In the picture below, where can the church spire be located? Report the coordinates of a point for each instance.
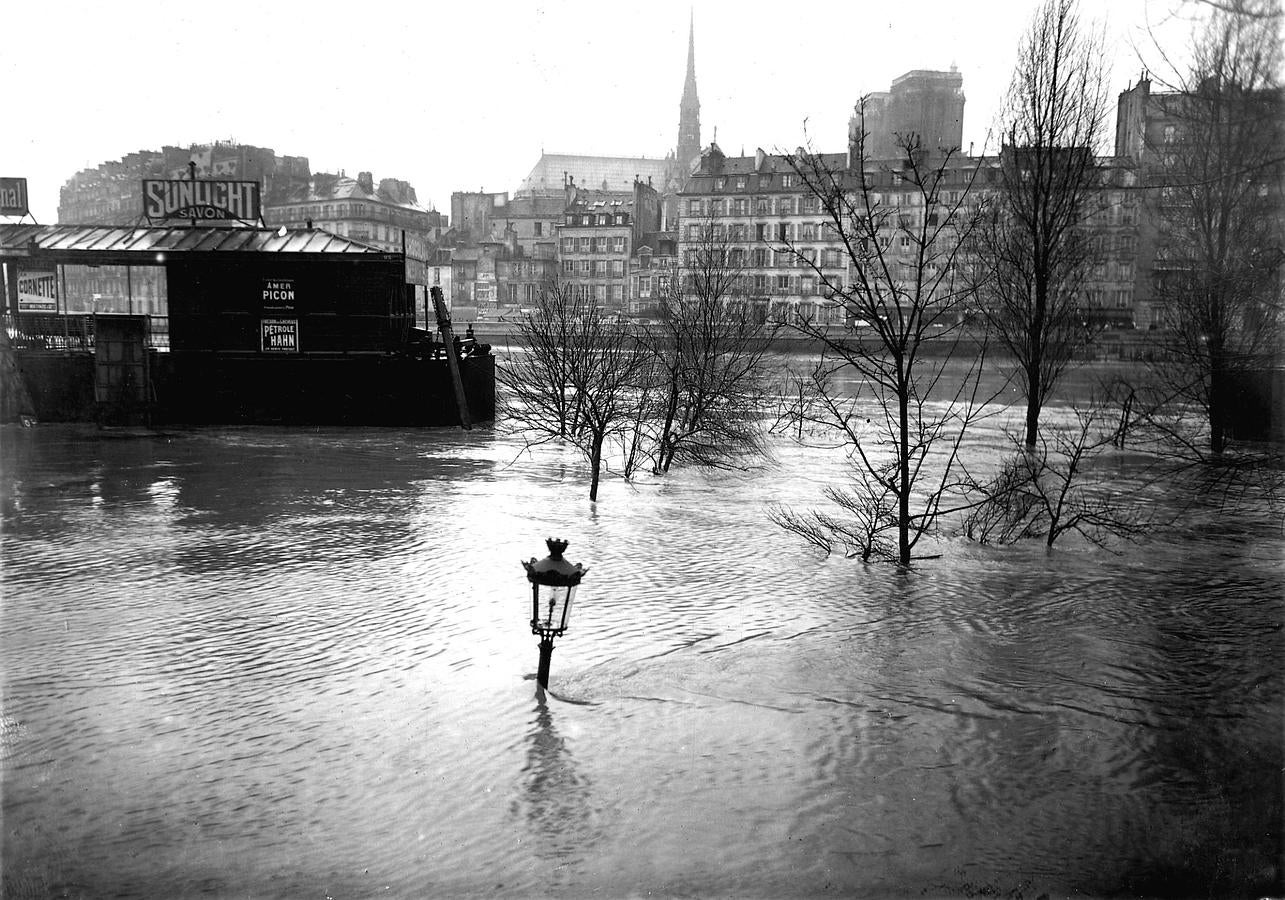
(689, 109)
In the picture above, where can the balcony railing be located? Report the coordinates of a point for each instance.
(45, 331)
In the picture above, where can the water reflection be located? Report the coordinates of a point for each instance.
(260, 662)
(555, 796)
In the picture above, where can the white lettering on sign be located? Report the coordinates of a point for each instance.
(13, 197)
(199, 199)
(279, 292)
(37, 289)
(280, 336)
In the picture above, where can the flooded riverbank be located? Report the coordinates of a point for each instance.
(280, 664)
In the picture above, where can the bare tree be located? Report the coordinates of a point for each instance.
(1216, 190)
(1036, 248)
(1055, 489)
(711, 358)
(902, 226)
(578, 377)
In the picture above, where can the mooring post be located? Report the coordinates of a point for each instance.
(452, 360)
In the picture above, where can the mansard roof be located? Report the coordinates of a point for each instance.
(594, 172)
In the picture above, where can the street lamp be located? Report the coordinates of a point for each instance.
(553, 588)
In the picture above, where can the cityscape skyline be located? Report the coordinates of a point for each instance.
(523, 90)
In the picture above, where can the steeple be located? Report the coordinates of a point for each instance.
(689, 111)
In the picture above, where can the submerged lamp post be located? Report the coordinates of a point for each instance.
(553, 588)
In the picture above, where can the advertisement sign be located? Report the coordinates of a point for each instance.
(201, 199)
(13, 197)
(278, 293)
(37, 289)
(280, 336)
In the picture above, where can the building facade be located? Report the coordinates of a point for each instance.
(386, 216)
(598, 239)
(1152, 142)
(923, 102)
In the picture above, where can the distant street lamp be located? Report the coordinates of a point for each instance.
(553, 588)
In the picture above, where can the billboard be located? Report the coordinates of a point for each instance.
(280, 336)
(206, 201)
(37, 289)
(278, 293)
(13, 197)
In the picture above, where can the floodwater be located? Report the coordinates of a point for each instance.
(260, 662)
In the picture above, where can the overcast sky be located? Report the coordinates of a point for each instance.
(464, 97)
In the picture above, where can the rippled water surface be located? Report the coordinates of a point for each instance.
(296, 664)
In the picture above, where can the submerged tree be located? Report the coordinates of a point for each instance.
(1214, 171)
(902, 226)
(1036, 248)
(1053, 489)
(709, 358)
(580, 377)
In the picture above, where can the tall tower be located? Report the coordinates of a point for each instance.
(689, 111)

> _WORK REQUIRED_:
An exact copy of the listing above, minus its pictures, is what is needed here.

> _RESPONSE TO THE EXERCISE_:
In the picture below, where can the church spire be located? Report the coordinates of a point for each instance.
(689, 109)
In the picture above, where can the balcony railing be located? Report the coordinates of a point for each instance.
(45, 331)
In the picture above, where can the water reflection be located? Report the coordinates of a point for each instance.
(260, 662)
(555, 796)
In the picture above, where can the white lettering on sign be located? Report the coordinates of a point for each instance.
(13, 197)
(199, 199)
(279, 292)
(37, 289)
(280, 336)
In the picture above, where can the flooded riverbank be located? Report the coordinates of a point for each instance.
(280, 664)
In the picture above, where can the bare tree be located? Report the coordinates of a point for each instance.
(1216, 190)
(1036, 248)
(1055, 489)
(711, 358)
(902, 226)
(578, 377)
In the picture above, where can the mooring post be located? Report the coordinates of a point for each instance.
(452, 360)
In the picture above, where can the mansard roof be located? Report the coordinates of a point for each instance.
(594, 172)
In the picture above, where can the street lamp be located? Report the coordinates of a point for each instance.
(553, 588)
In the picture above, where can the cityscape skyline be located? Report the coordinates of a point for each instance.
(523, 90)
In the picture above, where can the steeple be located? Report the coordinates of a point for each instance.
(689, 111)
In the picture above, where can the submerged lamp post be located? Report the coordinates of a point for each instance.
(553, 588)
In the picture above, where can the advertisement sign be located? Report the coordinates of a point for each instance.
(201, 199)
(13, 197)
(278, 293)
(37, 289)
(280, 336)
In the picture above, where can the building facade be located? Report the coordinates of a point for each instance.
(386, 216)
(598, 239)
(1152, 142)
(923, 102)
In the picture above, where can the distant street lamp be located? Report the coordinates of a point for each instance.
(553, 588)
In the picture above, where can the billboard be located? Report the coordinates of a point for each instance.
(280, 336)
(206, 201)
(37, 289)
(278, 293)
(13, 197)
In the picture above, where can the floodwater be located? Report the coordinates of a point for each instance.
(260, 662)
In the picture above, where can the overcast sky be located? Report the coordinates of a point for each instance.
(464, 97)
In the picture above, where can the rippled water surface be located? Report the coordinates of a point for each instance.
(296, 664)
In the picture above, where can the submerged tree be located? Report the coordinates of a point for each instance.
(1214, 171)
(902, 226)
(1036, 248)
(1053, 489)
(709, 358)
(580, 377)
In the picture above, where can the tall tower be located? Report the coordinates of a point for each instance.
(689, 111)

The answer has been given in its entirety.